What needs to be done: Rewrite the records as a two-column CSV with the headers record_text and answer, one row per record, each value in a single quoted field with line breaks turned into spaces. Start at the line that has "indicate the white wainscoting, one" and include only the records from there through the end of the records.

Task input:
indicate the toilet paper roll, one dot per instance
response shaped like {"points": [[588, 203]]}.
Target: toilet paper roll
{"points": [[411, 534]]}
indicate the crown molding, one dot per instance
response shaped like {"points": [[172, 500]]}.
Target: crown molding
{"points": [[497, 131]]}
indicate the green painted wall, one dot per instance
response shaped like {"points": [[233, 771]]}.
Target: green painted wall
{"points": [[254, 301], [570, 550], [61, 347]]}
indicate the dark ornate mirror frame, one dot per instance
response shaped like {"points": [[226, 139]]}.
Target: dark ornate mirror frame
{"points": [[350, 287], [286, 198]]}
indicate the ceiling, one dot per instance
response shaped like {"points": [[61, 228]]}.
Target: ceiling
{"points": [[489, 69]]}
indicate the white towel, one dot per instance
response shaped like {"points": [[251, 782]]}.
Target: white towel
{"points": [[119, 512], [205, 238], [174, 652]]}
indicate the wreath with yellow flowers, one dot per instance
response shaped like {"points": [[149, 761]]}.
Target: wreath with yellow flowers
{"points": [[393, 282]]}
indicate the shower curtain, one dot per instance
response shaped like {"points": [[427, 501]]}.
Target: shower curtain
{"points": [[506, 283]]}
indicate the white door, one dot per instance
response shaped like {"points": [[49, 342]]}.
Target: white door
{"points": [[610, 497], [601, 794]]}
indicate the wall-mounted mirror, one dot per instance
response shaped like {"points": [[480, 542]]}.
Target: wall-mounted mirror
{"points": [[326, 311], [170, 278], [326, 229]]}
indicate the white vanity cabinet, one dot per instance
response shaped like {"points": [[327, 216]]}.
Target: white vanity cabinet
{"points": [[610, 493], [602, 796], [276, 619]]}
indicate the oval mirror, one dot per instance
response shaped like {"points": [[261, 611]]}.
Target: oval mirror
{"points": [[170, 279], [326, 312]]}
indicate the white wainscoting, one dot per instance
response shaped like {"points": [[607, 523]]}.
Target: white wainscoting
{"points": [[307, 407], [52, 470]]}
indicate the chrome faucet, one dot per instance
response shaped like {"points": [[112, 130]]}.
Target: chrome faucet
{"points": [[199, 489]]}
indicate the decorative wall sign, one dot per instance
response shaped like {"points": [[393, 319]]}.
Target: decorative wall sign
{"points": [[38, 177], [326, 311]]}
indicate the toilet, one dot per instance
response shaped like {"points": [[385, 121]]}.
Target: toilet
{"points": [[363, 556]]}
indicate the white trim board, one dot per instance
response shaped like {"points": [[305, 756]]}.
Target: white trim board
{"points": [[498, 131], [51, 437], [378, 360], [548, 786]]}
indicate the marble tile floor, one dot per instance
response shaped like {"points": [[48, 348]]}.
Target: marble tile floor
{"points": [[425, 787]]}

Answer:
record_text,answer
"indicate the white wainscoting, one dot per instance response shaped like {""points"": [[607, 523]]}. Target: white wainscoting","{""points"": [[307, 407], [52, 470]]}"
"indicate the chrome faucet, one dot per instance response shaped like {""points"": [[112, 130]]}. Target: chrome faucet","{""points"": [[199, 489]]}"
"indicate the decorative wall sign, one dot per instance response shaped like {""points"": [[393, 319]]}. Target: decorative wall sign","{""points"": [[38, 177], [326, 311]]}"
"indicate the toilet, one dot per instance response shaped like {""points"": [[385, 121]]}. Target: toilet","{""points"": [[363, 556]]}"
"indicate the white trim board, one dot per instance response shaped like {""points"": [[305, 756]]}. Target: white trim board","{""points"": [[498, 131], [51, 437], [378, 360], [548, 786]]}"
"indicate the marble tile floor, one dot per instance response shaped like {""points"": [[48, 348]]}. Target: marble tile floor","{""points"": [[425, 787]]}"